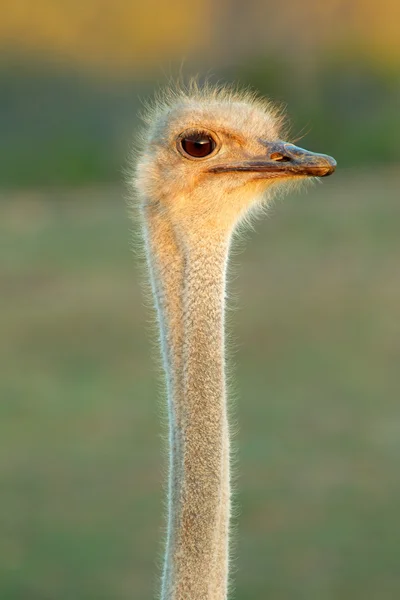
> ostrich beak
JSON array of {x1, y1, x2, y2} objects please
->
[{"x1": 209, "y1": 141, "x2": 336, "y2": 177}]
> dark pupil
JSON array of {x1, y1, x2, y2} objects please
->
[{"x1": 182, "y1": 135, "x2": 215, "y2": 158}]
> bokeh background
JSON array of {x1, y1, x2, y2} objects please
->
[{"x1": 0, "y1": 0, "x2": 400, "y2": 600}]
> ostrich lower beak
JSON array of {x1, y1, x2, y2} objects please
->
[{"x1": 208, "y1": 141, "x2": 336, "y2": 177}]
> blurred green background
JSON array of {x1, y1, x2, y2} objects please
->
[{"x1": 0, "y1": 0, "x2": 400, "y2": 600}]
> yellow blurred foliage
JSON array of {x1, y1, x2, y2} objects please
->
[
  {"x1": 0, "y1": 0, "x2": 400, "y2": 72},
  {"x1": 0, "y1": 0, "x2": 208, "y2": 70}
]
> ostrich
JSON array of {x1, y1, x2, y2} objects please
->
[{"x1": 132, "y1": 84, "x2": 336, "y2": 600}]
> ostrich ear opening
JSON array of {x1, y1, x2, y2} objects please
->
[{"x1": 209, "y1": 141, "x2": 336, "y2": 177}]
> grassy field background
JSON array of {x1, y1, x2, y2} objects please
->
[{"x1": 0, "y1": 169, "x2": 400, "y2": 600}]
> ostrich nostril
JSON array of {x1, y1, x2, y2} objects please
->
[{"x1": 270, "y1": 152, "x2": 290, "y2": 162}]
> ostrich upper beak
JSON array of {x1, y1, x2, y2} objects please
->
[{"x1": 208, "y1": 141, "x2": 336, "y2": 177}]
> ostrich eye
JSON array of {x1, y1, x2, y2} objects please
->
[{"x1": 181, "y1": 133, "x2": 216, "y2": 158}]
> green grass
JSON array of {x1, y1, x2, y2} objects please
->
[{"x1": 0, "y1": 171, "x2": 400, "y2": 600}]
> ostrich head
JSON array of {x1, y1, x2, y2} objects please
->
[{"x1": 136, "y1": 85, "x2": 336, "y2": 234}]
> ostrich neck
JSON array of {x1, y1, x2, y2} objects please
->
[{"x1": 143, "y1": 206, "x2": 230, "y2": 600}]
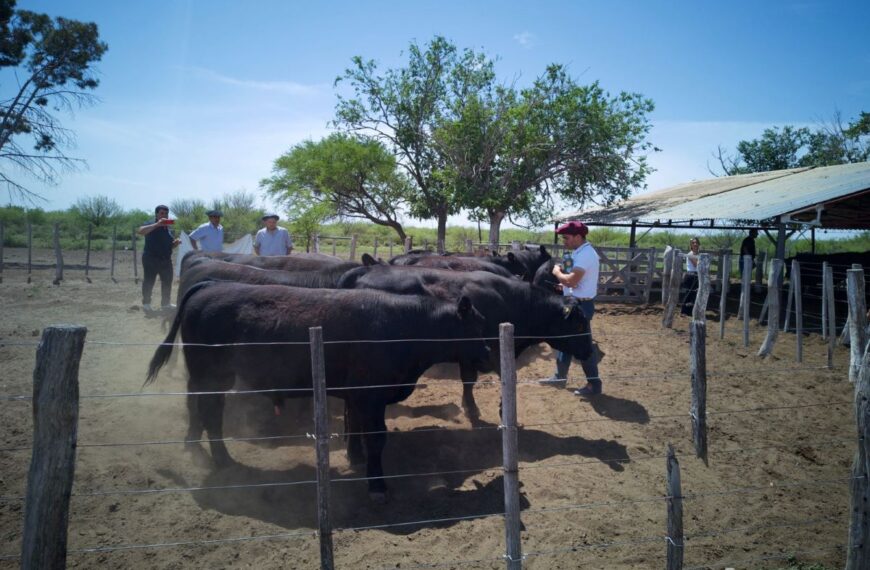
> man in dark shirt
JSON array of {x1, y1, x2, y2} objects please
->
[
  {"x1": 138, "y1": 204, "x2": 181, "y2": 316},
  {"x1": 740, "y1": 229, "x2": 758, "y2": 275}
]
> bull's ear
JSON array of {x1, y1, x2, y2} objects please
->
[{"x1": 456, "y1": 295, "x2": 474, "y2": 319}]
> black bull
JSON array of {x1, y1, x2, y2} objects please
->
[
  {"x1": 146, "y1": 281, "x2": 489, "y2": 498},
  {"x1": 338, "y1": 265, "x2": 592, "y2": 421}
]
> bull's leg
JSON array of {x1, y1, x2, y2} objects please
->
[
  {"x1": 199, "y1": 394, "x2": 233, "y2": 467},
  {"x1": 344, "y1": 402, "x2": 366, "y2": 465},
  {"x1": 363, "y1": 402, "x2": 387, "y2": 503},
  {"x1": 459, "y1": 361, "x2": 480, "y2": 425}
]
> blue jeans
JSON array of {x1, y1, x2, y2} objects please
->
[{"x1": 556, "y1": 301, "x2": 601, "y2": 386}]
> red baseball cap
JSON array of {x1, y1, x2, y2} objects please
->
[{"x1": 556, "y1": 220, "x2": 589, "y2": 237}]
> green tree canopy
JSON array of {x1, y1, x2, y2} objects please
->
[
  {"x1": 334, "y1": 36, "x2": 494, "y2": 244},
  {"x1": 260, "y1": 133, "x2": 409, "y2": 240},
  {"x1": 0, "y1": 0, "x2": 108, "y2": 201},
  {"x1": 435, "y1": 65, "x2": 653, "y2": 243},
  {"x1": 711, "y1": 112, "x2": 870, "y2": 176}
]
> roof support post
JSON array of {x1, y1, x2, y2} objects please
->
[{"x1": 776, "y1": 218, "x2": 786, "y2": 261}]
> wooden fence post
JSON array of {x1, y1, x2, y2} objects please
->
[
  {"x1": 662, "y1": 249, "x2": 683, "y2": 329},
  {"x1": 349, "y1": 235, "x2": 356, "y2": 261},
  {"x1": 846, "y1": 269, "x2": 870, "y2": 384},
  {"x1": 85, "y1": 224, "x2": 94, "y2": 283},
  {"x1": 791, "y1": 259, "x2": 804, "y2": 362},
  {"x1": 689, "y1": 253, "x2": 710, "y2": 464},
  {"x1": 498, "y1": 323, "x2": 523, "y2": 570},
  {"x1": 740, "y1": 255, "x2": 752, "y2": 347},
  {"x1": 845, "y1": 328, "x2": 870, "y2": 570},
  {"x1": 52, "y1": 222, "x2": 63, "y2": 285},
  {"x1": 27, "y1": 223, "x2": 33, "y2": 283},
  {"x1": 109, "y1": 226, "x2": 118, "y2": 283},
  {"x1": 719, "y1": 251, "x2": 731, "y2": 340},
  {"x1": 130, "y1": 228, "x2": 139, "y2": 285},
  {"x1": 822, "y1": 265, "x2": 840, "y2": 366},
  {"x1": 665, "y1": 444, "x2": 683, "y2": 570},
  {"x1": 21, "y1": 325, "x2": 87, "y2": 568},
  {"x1": 758, "y1": 258, "x2": 783, "y2": 357},
  {"x1": 662, "y1": 246, "x2": 674, "y2": 307},
  {"x1": 308, "y1": 327, "x2": 334, "y2": 570},
  {"x1": 822, "y1": 261, "x2": 829, "y2": 340}
]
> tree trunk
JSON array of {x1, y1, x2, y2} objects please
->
[{"x1": 489, "y1": 207, "x2": 505, "y2": 245}]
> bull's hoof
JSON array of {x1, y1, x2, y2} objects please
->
[{"x1": 369, "y1": 491, "x2": 387, "y2": 505}]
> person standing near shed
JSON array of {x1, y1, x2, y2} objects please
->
[
  {"x1": 540, "y1": 221, "x2": 601, "y2": 397},
  {"x1": 190, "y1": 210, "x2": 224, "y2": 251},
  {"x1": 254, "y1": 212, "x2": 293, "y2": 255},
  {"x1": 136, "y1": 204, "x2": 181, "y2": 316}
]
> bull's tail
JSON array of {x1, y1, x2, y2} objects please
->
[{"x1": 145, "y1": 281, "x2": 214, "y2": 386}]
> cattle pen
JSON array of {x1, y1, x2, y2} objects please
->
[{"x1": 0, "y1": 246, "x2": 870, "y2": 568}]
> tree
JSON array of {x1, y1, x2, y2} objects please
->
[
  {"x1": 435, "y1": 65, "x2": 653, "y2": 244},
  {"x1": 70, "y1": 196, "x2": 124, "y2": 227},
  {"x1": 334, "y1": 36, "x2": 494, "y2": 244},
  {"x1": 710, "y1": 112, "x2": 870, "y2": 176},
  {"x1": 260, "y1": 133, "x2": 409, "y2": 240},
  {"x1": 0, "y1": 0, "x2": 108, "y2": 201}
]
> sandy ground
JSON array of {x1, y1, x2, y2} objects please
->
[{"x1": 0, "y1": 249, "x2": 855, "y2": 568}]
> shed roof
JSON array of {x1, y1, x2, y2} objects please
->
[{"x1": 556, "y1": 162, "x2": 870, "y2": 229}]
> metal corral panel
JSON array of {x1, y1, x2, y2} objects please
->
[{"x1": 559, "y1": 162, "x2": 870, "y2": 228}]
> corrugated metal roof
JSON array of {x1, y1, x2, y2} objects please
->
[{"x1": 558, "y1": 162, "x2": 870, "y2": 228}]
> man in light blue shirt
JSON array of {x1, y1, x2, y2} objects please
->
[
  {"x1": 254, "y1": 212, "x2": 293, "y2": 255},
  {"x1": 190, "y1": 210, "x2": 224, "y2": 251}
]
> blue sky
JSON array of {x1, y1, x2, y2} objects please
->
[{"x1": 8, "y1": 0, "x2": 870, "y2": 225}]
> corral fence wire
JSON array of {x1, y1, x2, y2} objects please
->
[{"x1": 0, "y1": 252, "x2": 870, "y2": 568}]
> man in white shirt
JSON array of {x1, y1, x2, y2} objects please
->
[
  {"x1": 541, "y1": 221, "x2": 601, "y2": 397},
  {"x1": 254, "y1": 212, "x2": 293, "y2": 255},
  {"x1": 190, "y1": 210, "x2": 224, "y2": 251}
]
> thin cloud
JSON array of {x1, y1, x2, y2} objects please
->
[
  {"x1": 190, "y1": 67, "x2": 321, "y2": 95},
  {"x1": 514, "y1": 32, "x2": 535, "y2": 49}
]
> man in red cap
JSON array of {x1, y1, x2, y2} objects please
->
[{"x1": 541, "y1": 221, "x2": 601, "y2": 397}]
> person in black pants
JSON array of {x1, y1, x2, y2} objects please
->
[{"x1": 138, "y1": 204, "x2": 181, "y2": 316}]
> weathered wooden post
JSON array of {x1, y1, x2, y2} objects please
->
[
  {"x1": 689, "y1": 253, "x2": 710, "y2": 464},
  {"x1": 21, "y1": 325, "x2": 87, "y2": 569},
  {"x1": 85, "y1": 224, "x2": 94, "y2": 283},
  {"x1": 846, "y1": 269, "x2": 870, "y2": 384},
  {"x1": 0, "y1": 222, "x2": 6, "y2": 283},
  {"x1": 308, "y1": 327, "x2": 334, "y2": 570},
  {"x1": 791, "y1": 259, "x2": 804, "y2": 362},
  {"x1": 822, "y1": 265, "x2": 837, "y2": 369},
  {"x1": 662, "y1": 246, "x2": 674, "y2": 307},
  {"x1": 130, "y1": 228, "x2": 139, "y2": 285},
  {"x1": 109, "y1": 226, "x2": 118, "y2": 283},
  {"x1": 740, "y1": 255, "x2": 752, "y2": 347},
  {"x1": 665, "y1": 444, "x2": 684, "y2": 570},
  {"x1": 498, "y1": 323, "x2": 523, "y2": 570},
  {"x1": 719, "y1": 251, "x2": 731, "y2": 340},
  {"x1": 27, "y1": 223, "x2": 33, "y2": 283},
  {"x1": 349, "y1": 235, "x2": 356, "y2": 261},
  {"x1": 845, "y1": 328, "x2": 870, "y2": 570},
  {"x1": 822, "y1": 261, "x2": 829, "y2": 340},
  {"x1": 758, "y1": 258, "x2": 783, "y2": 357},
  {"x1": 662, "y1": 249, "x2": 683, "y2": 329},
  {"x1": 52, "y1": 222, "x2": 63, "y2": 285}
]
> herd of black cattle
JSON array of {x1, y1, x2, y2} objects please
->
[{"x1": 147, "y1": 246, "x2": 593, "y2": 500}]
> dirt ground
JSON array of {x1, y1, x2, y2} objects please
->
[{"x1": 0, "y1": 249, "x2": 856, "y2": 569}]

········

* Problem to solve *
Please pull out every line of the records that contains the word "blurred", treating uppercase and lowercase as different.

* Output of the task *
> blurred green background
> yellow blurred foliage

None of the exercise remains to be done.